What the task requires — Reproduce all records verbatim.

──────────

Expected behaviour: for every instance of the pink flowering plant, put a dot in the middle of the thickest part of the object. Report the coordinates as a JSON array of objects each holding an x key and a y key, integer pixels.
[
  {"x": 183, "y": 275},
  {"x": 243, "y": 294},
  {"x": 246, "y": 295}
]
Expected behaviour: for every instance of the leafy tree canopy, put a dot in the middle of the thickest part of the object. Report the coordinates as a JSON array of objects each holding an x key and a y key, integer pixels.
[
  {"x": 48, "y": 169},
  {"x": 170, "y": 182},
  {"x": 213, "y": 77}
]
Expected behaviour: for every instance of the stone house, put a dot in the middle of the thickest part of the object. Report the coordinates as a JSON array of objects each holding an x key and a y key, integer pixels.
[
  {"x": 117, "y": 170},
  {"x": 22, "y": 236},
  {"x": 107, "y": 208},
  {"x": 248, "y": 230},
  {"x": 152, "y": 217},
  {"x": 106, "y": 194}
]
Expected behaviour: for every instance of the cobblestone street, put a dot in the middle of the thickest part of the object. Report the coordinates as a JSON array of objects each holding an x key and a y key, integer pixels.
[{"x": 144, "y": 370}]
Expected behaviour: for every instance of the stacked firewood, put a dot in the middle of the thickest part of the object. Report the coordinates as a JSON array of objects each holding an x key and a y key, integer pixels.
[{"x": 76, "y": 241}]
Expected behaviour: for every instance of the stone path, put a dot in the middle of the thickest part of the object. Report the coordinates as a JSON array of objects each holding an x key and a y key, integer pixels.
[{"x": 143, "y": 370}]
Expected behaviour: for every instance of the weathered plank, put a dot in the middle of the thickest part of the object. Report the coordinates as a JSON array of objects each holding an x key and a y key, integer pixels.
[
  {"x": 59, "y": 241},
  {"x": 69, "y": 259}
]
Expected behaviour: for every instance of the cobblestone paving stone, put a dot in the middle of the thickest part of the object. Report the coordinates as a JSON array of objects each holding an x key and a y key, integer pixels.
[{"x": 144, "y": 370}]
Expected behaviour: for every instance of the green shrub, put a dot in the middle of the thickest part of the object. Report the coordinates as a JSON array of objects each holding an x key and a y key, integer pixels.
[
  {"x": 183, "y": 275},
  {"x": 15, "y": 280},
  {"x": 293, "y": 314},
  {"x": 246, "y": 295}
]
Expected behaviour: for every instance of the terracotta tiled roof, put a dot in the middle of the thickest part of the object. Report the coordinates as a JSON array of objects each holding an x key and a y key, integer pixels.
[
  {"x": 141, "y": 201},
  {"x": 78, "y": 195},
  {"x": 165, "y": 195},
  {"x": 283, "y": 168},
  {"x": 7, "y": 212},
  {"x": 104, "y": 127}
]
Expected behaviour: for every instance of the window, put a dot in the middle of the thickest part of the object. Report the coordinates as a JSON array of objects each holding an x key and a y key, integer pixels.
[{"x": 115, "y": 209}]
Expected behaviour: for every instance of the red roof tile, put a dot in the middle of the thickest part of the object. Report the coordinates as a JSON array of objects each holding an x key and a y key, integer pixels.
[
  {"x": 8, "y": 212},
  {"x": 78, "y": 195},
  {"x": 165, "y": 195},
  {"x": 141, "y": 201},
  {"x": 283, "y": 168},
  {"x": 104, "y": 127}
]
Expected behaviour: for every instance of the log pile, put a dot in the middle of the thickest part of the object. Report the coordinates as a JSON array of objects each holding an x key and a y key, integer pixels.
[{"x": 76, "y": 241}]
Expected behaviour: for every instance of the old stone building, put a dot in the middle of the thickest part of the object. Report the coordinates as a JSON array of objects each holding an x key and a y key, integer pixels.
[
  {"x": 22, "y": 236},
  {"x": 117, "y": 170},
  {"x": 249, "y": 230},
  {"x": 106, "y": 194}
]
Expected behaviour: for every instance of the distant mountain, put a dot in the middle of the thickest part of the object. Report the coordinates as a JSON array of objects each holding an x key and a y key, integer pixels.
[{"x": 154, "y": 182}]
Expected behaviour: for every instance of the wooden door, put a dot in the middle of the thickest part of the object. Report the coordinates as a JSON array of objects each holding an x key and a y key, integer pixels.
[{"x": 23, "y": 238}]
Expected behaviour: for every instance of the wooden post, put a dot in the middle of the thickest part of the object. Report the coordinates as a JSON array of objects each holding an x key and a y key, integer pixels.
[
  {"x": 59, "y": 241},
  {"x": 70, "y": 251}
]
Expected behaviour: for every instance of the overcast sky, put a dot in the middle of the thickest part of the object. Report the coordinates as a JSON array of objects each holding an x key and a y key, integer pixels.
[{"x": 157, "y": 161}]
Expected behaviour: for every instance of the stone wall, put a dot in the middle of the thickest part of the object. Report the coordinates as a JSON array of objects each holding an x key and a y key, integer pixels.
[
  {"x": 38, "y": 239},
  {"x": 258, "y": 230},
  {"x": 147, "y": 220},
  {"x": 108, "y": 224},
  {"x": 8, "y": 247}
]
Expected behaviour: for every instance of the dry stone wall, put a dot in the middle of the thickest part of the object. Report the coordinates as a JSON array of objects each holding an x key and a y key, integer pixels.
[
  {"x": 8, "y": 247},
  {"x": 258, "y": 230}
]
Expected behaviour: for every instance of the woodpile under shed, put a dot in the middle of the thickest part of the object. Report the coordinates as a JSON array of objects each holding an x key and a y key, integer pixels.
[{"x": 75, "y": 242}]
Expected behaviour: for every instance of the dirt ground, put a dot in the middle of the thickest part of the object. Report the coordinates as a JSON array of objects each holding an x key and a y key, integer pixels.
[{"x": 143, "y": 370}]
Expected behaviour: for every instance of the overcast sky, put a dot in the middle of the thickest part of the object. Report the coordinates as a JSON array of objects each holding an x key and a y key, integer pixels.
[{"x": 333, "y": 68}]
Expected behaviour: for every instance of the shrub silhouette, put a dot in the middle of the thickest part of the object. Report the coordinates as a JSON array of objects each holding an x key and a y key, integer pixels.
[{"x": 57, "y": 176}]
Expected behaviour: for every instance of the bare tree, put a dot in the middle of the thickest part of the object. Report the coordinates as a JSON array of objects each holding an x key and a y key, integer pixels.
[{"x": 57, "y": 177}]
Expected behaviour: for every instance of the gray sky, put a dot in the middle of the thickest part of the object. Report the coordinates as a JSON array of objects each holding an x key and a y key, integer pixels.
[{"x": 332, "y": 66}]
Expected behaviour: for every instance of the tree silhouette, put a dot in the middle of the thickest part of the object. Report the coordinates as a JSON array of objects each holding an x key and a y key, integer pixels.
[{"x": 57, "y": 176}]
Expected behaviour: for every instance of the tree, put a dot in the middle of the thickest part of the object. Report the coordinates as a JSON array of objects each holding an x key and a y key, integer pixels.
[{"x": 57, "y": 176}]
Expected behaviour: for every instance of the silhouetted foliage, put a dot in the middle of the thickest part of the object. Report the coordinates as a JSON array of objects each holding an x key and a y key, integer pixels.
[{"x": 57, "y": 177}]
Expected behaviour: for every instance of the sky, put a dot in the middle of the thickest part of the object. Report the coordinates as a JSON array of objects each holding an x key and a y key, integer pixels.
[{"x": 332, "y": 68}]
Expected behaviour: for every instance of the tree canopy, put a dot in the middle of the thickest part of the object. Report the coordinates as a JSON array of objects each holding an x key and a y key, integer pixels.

──────────

Written answer —
Expected behaviour: for every instance of the pink flowering plant, put a dot in the middle of the thickest part of the object. Report the coordinates as a JSON array of objects each holding an x key and a y key, integer pixels.
[
  {"x": 183, "y": 275},
  {"x": 243, "y": 294},
  {"x": 246, "y": 295}
]
Expected behaviour: for every instance of the leafy tree canopy, put a dot in the middle of the thickest part of the object. Report the coordinates as a JSON array of objects each holding an x key and a y key, integer pixels.
[
  {"x": 48, "y": 169},
  {"x": 170, "y": 182},
  {"x": 213, "y": 77}
]
Expected behaviour: for every instance of the stone house, put a dot in the middle of the thickest part of the object. Report the coordinates as a JSON array of objects each holding an x key and a y key, integer pixels.
[
  {"x": 117, "y": 170},
  {"x": 22, "y": 236},
  {"x": 107, "y": 208},
  {"x": 248, "y": 230},
  {"x": 152, "y": 217},
  {"x": 106, "y": 194}
]
Expected behaviour: for every instance of the cobblestone street, put a dot in the middle of the thickest part of the object. Report the coordinates as a JSON array of objects each holding an x key and a y key, integer pixels.
[{"x": 144, "y": 370}]
Expected behaviour: for every instance of the stacked firewood, put a dot in the middle of the thickest part of the object. Report the coordinates as a JSON array of objects each holding an x key and a y key, integer pixels.
[{"x": 76, "y": 241}]
Expected behaviour: for every instance of the stone path, put a dot in the middle of the thickest part of the object. Report the coordinates as a JSON array of objects each holding an x key and a y key, integer pixels.
[{"x": 143, "y": 370}]
Expected behaviour: for every instance of the weathered plank, put a dot in the middle of the thickest part of the object. Report the coordinates as a JSON array of objects each holding an x key and a y key, integer pixels.
[
  {"x": 59, "y": 241},
  {"x": 69, "y": 259}
]
Expected behaviour: for every instance of the cobblestone paving stone, put a dot in the middle of the thickest part of the object. Report the coordinates as a JSON array of objects each holding an x key and a y key, integer pixels.
[{"x": 144, "y": 370}]
Expected behaviour: for every instance of the green shrub, put a dot in the middle of the thickest part of the object. Report the coordinates as a JSON array of objects each holding an x key and a y key, integer pixels.
[
  {"x": 183, "y": 275},
  {"x": 15, "y": 280},
  {"x": 293, "y": 314},
  {"x": 246, "y": 295}
]
Expected behaviour: for every instance of the terracotta tiled roof, put a dot in the middle of the thickest part of the object. Report the coordinates as a JSON array of objects each holding an x key and a y key, integer pixels.
[
  {"x": 141, "y": 201},
  {"x": 78, "y": 195},
  {"x": 165, "y": 195},
  {"x": 283, "y": 168},
  {"x": 7, "y": 212},
  {"x": 104, "y": 127}
]
Expected behaviour: for every instance of the window, put a dot in the middle of the thickest part of the object. Report the coordinates as a JSON array of objects each holding an x key and a y key, integer pixels.
[{"x": 115, "y": 209}]
Expected behaviour: for every instance of the red roof tile, put a dot in the middle of the thickest part of the object. Report the coordinates as a JSON array of objects each holding an x key and a y key, integer pixels.
[
  {"x": 8, "y": 212},
  {"x": 78, "y": 195},
  {"x": 165, "y": 195},
  {"x": 141, "y": 201},
  {"x": 283, "y": 168},
  {"x": 104, "y": 127}
]
Expected behaviour: for every instance of the log pile, put a dot in the middle of the thickest part of the object. Report the coordinates as a JSON array of objects each holding an x key and a y key, integer pixels.
[{"x": 76, "y": 241}]
Expected behaviour: for every instance of the old stone building, put a dot in the middle of the thickest part of the object. Report the coordinates as a JSON array of objects each holding an x key and a y key, integer pixels.
[
  {"x": 22, "y": 236},
  {"x": 117, "y": 170},
  {"x": 249, "y": 230},
  {"x": 106, "y": 194}
]
Expected behaviour: for every instance of the distant mountain, put a dot in the middle of the thickest part of the object. Report the coordinates as a JSON array of objects each holding an x key and a y key, integer pixels.
[{"x": 154, "y": 182}]
Expected behaviour: for every instance of the wooden door, put a dot in the middle of the thickest part of the object. Report the coordinates as a JSON array of objects each holding an x key and a y key, integer pixels.
[{"x": 23, "y": 238}]
Expected behaviour: for every instance of the wooden post, put a dot in the middle of the thickest part of the object. Report the coordinates as a JSON array of objects each holding an x key and a y key, integer pixels.
[
  {"x": 59, "y": 241},
  {"x": 70, "y": 251}
]
Expected behaviour: for every instance of the overcast sky, put a dot in the middle of the thickest part of the object. Report the coordinates as a JSON array of objects each holding an x key and a y key, integer pixels.
[{"x": 157, "y": 161}]
Expected behaviour: for every instance of the stone wall, put a dot in the middle of the thickest part of the object. Report the coordinates as a JSON array of objects each holding an x key and a y key, integer pixels.
[
  {"x": 38, "y": 239},
  {"x": 258, "y": 230},
  {"x": 147, "y": 220},
  {"x": 108, "y": 224},
  {"x": 8, "y": 247}
]
Expected behaviour: for every instance of the dry stone wall, put a dot in the middle of the thickest part of the object. Report the coordinates as a JSON array of objects each holding an x key and a y key, integer pixels.
[
  {"x": 8, "y": 247},
  {"x": 258, "y": 230}
]
Expected behaviour: for every instance of the woodpile under shed, put a dot in the middle of the thickest part of the object. Report the coordinates as a JSON array of objects each holding an x key and a y key, integer pixels.
[{"x": 75, "y": 242}]
Expected behaviour: for every instance of the dirt ground, put a dot in the middle of the thickest part of the object. Report the coordinates as a JSON array of objects each holding an x key and a y key, integer pixels.
[{"x": 143, "y": 370}]
Expected behaviour: for every instance of the overcast sky, put a dot in the middle of the thickest part of the object. Report the coordinates as a JSON array of objects each holding an x key and a y key, integer pixels.
[{"x": 333, "y": 68}]
Expected behaviour: for every instance of the shrub silhouette, put a dot in the middle of the thickest part of the object. Report the coordinates as a JSON array of objects each holding an x key and a y key, integer pixels.
[{"x": 57, "y": 176}]
Expected behaviour: for every instance of the bare tree, put a dot in the middle of the thickest part of the object. Report the coordinates as a JSON array of objects each holding an x key and a y key, integer pixels.
[{"x": 57, "y": 177}]
Expected behaviour: for every instance of the gray sky, put a dot in the middle of the thickest part of the object. Report the coordinates as a JSON array of objects each holding an x key and a y key, integer pixels.
[{"x": 332, "y": 66}]
Expected behaviour: for every instance of the tree silhouette, put a dot in the middle of the thickest part of the object. Report the coordinates as a JSON array of objects each holding an x key and a y key, integer pixels.
[{"x": 57, "y": 176}]
Expected behaviour: for every instance of the tree, put a dot in the middle of the thickest part of the object. Report the coordinates as a JSON array of objects each holding an x key and a y key, integer pixels.
[{"x": 57, "y": 176}]
Expected behaviour: for every instance of the silhouetted foliage, put a dot in the middle of the thickest part of the object. Report the coordinates as a JSON array of objects each holding an x key and a y key, integer pixels.
[{"x": 57, "y": 177}]
Expected behaviour: for every instance of the sky, put a dot in the middle of the thickest part of the object. Report the coordinates as a JSON array of objects each holding an x key and a y key, integer pixels.
[{"x": 332, "y": 68}]
Expected behaviour: for every instance of the tree canopy, put a dot in the middle of the thickest part of the object. Report the coordinates as a JSON array of objects each holding an x key and a y key, integer pixels.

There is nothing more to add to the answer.